• Source document:
--------------------

[SPARK-28133] Adding inverse hyperbolic functions in SQL by Tonix517 · Pull Request #24994 · apache/spark

Tonix517 · 2019-06-28T04:06:25Z

What changes were proposed in this pull request?

Inverse hyperbolic functions (asinh, acosh, atanh) were missing from SQL. Now we add support to those functions.

How was this patch tested?

Added new tests.
./build/sbt "testOnly org.apache.spark.sql.catalyst.expressions.MathExpressionsSuite
./build/sbt "testOnly org.apache.spark.sql.MathFunctionsSuite

[In spark-shell]
spark.sql("select asinh(xx)").show
spark.sql("select acosh(xx)").show
spark.sql("select atanh(xx)").show

Please review https://spark.apache.org/contributing.html before opening a pull request.

@wangyum @mgaido91

python/pyspark/sql/functions.py

sql/catalyst/src/main/scala/org/apache/spark/sql/catalyst/expressions/mathExpressions.scala

mgaido91 · 2019-06-28T08:19:28Z

sql/catalyst/src/main/scala/org/apache/spark/sql/catalyst/expressions/mathExpressions.scala

+  extends UnaryMathExpression((x: Double) => math.log(x + math.sqrt(x * x + 1.0)), "ASINH") {
+  override def doGenCode(ctx: CodegenContext, ev: ExprCode): ExprCode = {
+    defineCodeGen(ctx, ev, c =>
+      s"${ev.value} = java.lang.Math.log($c + java.lang.Math.sqrt($c * $c + 1.0));")


what if the input is negative?

It will return NaN, the same behavior as for existing sinh implementation.

mmh..what do other DBs do in this case? I checked the implementation of FastMath and it handles negatives...

thanks for reminding me of FastMath lib. Maybe we can simply use that lib here, without this hand-crafted calculation?

--------------------

• Data shown:
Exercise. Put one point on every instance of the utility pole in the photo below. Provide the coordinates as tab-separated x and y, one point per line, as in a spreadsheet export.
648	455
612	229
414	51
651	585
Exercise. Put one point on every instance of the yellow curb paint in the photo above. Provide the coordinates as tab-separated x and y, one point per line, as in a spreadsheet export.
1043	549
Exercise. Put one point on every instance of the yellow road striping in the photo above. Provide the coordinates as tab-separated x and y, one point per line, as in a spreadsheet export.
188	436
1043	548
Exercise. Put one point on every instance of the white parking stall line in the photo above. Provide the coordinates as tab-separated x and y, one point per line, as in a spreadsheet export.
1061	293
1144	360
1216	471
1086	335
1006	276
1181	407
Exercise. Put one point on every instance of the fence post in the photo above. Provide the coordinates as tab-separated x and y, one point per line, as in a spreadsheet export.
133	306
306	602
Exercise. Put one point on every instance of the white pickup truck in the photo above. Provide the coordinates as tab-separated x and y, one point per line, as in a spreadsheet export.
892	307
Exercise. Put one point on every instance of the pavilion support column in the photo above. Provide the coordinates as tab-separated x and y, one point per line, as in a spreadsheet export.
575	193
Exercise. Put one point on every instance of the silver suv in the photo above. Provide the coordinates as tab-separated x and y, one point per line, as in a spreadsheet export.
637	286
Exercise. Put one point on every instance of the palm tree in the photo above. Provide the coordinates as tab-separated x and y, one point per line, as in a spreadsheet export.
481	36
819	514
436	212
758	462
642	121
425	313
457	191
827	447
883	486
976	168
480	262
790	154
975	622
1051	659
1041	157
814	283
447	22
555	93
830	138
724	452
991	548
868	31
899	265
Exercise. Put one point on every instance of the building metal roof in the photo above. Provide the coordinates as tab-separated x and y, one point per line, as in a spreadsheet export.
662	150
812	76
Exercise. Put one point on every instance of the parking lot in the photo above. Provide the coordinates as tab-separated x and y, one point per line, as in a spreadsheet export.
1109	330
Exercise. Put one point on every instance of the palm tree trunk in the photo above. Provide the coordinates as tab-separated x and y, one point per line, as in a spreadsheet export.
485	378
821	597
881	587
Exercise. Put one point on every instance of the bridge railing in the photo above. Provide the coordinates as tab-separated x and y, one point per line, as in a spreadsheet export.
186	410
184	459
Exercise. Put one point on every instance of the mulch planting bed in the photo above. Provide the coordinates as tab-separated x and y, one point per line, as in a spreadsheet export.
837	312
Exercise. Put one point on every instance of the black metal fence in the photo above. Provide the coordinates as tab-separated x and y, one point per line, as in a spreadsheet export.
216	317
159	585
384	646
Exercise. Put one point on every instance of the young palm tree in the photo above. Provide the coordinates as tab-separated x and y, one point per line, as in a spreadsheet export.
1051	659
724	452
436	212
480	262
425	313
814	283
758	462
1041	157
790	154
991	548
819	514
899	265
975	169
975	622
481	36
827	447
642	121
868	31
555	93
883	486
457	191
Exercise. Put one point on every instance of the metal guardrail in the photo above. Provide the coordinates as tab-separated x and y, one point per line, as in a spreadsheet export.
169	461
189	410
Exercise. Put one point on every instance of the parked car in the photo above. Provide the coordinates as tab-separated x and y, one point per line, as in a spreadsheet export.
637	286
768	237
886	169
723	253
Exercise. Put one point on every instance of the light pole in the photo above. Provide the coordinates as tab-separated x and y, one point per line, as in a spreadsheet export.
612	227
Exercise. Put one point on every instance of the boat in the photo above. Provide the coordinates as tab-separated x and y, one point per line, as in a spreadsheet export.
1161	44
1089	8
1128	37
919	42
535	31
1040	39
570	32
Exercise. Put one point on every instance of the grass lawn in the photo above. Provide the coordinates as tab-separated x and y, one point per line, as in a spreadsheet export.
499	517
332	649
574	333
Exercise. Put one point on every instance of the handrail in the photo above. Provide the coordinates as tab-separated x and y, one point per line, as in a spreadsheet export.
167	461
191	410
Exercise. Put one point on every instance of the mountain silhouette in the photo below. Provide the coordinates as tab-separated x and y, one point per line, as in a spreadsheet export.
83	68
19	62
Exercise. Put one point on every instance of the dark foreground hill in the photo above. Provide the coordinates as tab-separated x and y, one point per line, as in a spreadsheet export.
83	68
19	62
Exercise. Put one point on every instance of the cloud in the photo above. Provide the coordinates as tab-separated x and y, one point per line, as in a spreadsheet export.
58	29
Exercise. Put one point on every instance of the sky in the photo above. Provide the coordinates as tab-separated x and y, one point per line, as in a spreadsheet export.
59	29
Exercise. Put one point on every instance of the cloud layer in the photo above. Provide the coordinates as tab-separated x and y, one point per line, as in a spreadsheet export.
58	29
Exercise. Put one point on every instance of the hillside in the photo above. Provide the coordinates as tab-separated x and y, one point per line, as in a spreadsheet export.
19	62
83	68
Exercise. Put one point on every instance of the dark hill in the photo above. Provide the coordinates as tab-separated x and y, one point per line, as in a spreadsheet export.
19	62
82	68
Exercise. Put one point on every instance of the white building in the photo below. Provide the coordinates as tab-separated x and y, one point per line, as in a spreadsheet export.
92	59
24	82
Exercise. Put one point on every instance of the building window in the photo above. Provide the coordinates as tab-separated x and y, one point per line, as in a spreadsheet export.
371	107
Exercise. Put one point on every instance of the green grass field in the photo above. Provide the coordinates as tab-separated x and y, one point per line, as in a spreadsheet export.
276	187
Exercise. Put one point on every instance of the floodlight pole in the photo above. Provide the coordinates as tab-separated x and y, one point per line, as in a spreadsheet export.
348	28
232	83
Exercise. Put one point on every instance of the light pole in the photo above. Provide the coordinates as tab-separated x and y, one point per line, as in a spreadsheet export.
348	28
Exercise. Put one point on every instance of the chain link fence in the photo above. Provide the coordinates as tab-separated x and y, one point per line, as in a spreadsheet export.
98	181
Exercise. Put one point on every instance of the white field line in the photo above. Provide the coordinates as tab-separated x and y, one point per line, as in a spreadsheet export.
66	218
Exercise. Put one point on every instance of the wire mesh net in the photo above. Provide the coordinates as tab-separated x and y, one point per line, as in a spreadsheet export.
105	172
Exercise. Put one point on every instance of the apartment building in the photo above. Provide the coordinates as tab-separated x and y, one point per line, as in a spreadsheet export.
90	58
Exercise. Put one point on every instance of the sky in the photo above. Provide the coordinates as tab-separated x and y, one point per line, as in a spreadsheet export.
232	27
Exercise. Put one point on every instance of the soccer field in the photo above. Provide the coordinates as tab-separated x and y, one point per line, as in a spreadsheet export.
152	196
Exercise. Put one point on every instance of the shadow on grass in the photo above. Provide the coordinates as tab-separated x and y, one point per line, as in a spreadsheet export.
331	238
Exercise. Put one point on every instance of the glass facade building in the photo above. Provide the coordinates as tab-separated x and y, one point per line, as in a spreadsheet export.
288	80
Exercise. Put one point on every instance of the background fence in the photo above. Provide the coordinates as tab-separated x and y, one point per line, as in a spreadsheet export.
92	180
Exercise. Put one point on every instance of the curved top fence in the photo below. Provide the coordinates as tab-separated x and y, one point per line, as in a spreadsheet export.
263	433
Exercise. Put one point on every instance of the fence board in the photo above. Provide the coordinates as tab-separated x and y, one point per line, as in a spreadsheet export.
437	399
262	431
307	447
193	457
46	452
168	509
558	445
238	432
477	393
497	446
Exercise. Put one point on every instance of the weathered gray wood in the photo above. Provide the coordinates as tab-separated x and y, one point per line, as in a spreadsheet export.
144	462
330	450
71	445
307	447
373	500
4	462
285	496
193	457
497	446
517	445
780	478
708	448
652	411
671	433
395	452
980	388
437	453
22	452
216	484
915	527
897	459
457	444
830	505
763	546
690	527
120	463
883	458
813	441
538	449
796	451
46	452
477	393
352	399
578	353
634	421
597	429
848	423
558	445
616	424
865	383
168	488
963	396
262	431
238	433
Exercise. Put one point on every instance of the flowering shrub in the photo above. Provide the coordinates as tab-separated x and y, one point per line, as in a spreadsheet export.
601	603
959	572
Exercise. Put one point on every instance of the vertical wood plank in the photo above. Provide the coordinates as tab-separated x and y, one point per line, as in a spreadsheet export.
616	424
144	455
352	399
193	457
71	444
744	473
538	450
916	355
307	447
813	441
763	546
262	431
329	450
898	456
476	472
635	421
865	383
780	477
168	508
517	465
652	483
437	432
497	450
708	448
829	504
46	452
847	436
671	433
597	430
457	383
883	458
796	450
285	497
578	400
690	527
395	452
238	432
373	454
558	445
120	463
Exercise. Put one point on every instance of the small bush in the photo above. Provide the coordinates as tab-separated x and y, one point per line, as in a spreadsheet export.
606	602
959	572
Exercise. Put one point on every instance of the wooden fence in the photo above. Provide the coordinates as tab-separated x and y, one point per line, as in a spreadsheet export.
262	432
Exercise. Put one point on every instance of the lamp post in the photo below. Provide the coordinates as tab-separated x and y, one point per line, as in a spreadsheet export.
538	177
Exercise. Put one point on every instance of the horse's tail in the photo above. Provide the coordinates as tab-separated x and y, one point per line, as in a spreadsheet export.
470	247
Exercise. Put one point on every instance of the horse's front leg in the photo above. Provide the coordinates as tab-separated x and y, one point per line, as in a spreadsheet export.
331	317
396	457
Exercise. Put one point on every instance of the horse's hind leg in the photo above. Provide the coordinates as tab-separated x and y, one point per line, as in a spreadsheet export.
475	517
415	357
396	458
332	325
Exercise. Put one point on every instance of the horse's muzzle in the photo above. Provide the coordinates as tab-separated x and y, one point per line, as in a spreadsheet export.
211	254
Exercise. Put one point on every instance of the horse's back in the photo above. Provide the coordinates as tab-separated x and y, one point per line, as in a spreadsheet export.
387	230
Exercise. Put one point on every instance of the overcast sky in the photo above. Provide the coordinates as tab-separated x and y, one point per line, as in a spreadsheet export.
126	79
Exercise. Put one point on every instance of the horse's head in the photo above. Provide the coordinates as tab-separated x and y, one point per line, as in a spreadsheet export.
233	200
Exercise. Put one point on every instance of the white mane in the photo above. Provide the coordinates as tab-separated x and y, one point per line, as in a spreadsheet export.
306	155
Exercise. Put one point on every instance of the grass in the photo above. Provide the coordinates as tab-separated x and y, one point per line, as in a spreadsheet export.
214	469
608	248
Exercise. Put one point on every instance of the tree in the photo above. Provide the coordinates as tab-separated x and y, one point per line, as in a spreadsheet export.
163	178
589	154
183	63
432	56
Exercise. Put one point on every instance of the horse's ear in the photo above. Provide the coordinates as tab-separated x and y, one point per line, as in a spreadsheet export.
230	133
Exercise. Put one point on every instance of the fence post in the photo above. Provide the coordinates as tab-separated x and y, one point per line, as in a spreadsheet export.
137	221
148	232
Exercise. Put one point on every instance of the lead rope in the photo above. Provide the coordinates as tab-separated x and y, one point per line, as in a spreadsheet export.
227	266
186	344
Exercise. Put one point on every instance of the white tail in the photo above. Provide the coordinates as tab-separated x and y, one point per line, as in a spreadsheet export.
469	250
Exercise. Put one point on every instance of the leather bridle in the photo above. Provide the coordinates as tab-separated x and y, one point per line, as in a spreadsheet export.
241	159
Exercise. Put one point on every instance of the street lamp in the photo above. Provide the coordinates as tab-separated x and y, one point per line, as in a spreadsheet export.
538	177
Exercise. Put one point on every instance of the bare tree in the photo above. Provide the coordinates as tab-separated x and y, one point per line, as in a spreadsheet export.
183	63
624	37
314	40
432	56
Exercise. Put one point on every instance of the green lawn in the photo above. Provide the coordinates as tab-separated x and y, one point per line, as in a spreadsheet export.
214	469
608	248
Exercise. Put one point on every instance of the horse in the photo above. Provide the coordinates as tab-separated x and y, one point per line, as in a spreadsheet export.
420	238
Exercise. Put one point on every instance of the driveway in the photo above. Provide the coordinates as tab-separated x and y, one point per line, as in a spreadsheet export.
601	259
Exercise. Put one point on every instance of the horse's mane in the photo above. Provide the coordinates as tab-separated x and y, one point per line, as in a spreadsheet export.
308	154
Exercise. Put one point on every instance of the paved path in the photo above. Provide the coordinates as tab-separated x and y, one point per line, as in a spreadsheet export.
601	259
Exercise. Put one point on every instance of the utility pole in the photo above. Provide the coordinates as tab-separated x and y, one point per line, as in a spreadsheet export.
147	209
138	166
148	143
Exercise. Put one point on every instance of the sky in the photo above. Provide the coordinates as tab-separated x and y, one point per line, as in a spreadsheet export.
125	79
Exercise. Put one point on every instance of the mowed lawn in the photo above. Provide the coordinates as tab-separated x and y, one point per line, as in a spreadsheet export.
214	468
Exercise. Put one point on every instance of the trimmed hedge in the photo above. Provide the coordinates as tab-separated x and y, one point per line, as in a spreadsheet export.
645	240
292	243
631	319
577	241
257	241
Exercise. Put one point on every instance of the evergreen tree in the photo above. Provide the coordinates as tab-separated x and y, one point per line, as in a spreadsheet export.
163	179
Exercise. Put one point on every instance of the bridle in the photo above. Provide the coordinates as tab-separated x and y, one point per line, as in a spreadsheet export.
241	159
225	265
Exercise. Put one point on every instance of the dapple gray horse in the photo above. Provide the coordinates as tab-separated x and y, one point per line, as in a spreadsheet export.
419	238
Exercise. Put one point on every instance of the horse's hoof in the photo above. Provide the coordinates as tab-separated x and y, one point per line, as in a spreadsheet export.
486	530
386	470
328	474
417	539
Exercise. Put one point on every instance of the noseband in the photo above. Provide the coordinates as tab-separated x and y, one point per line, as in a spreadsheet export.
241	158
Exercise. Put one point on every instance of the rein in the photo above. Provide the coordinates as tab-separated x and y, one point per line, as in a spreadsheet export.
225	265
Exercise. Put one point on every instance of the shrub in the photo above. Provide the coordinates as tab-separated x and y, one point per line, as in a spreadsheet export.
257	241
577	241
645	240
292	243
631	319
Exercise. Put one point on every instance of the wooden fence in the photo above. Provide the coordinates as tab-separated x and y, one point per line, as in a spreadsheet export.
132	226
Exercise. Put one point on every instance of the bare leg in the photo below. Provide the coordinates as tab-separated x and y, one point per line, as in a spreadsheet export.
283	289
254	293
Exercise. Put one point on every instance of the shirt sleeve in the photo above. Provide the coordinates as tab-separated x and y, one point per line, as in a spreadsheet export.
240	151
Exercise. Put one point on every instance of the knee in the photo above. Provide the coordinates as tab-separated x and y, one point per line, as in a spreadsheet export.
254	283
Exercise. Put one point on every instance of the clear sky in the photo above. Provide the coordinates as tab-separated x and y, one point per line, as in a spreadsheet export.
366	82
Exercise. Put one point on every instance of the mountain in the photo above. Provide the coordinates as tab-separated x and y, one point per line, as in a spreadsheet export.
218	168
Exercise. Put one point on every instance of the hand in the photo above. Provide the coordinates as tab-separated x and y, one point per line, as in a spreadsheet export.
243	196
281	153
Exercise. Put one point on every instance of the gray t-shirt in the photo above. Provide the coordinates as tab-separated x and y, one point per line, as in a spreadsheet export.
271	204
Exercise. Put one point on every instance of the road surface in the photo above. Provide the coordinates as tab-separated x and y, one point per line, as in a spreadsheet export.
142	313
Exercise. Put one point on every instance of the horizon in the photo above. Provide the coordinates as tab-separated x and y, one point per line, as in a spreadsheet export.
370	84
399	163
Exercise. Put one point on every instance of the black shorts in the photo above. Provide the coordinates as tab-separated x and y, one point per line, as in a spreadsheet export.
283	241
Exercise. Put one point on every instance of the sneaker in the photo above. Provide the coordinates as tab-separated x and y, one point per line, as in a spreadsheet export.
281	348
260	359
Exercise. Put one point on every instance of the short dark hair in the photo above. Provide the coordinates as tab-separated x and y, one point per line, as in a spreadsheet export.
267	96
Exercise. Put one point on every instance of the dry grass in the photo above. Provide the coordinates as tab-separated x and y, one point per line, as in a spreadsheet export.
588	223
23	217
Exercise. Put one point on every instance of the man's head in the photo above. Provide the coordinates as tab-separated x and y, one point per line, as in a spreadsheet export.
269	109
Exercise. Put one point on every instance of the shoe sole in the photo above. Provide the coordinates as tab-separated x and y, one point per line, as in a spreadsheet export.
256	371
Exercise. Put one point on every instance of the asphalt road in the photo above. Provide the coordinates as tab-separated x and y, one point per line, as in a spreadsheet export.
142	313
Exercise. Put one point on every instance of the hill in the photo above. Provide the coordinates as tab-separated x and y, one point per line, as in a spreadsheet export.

--------------------

Update the pull request between "[SPARK-28133] Adding inverse" and "Added new tests.", inclusive, by replacing "missing" with "absent". Give the updated passage.

• Reply to the exercise:
[SPARK-28133] Adding inverse hyperbolic functions in SQL by Tonix517 · Pull Request #24994 · apache/spark

Tonix517 · 2019-06-28T04:06:25Z

What changes were proposed in this pull request?

Inverse hyperbolic functions (asinh, acosh, atanh) were absent from SQL. Now we add support to those functions.

How was this patch tested?

Added new tests.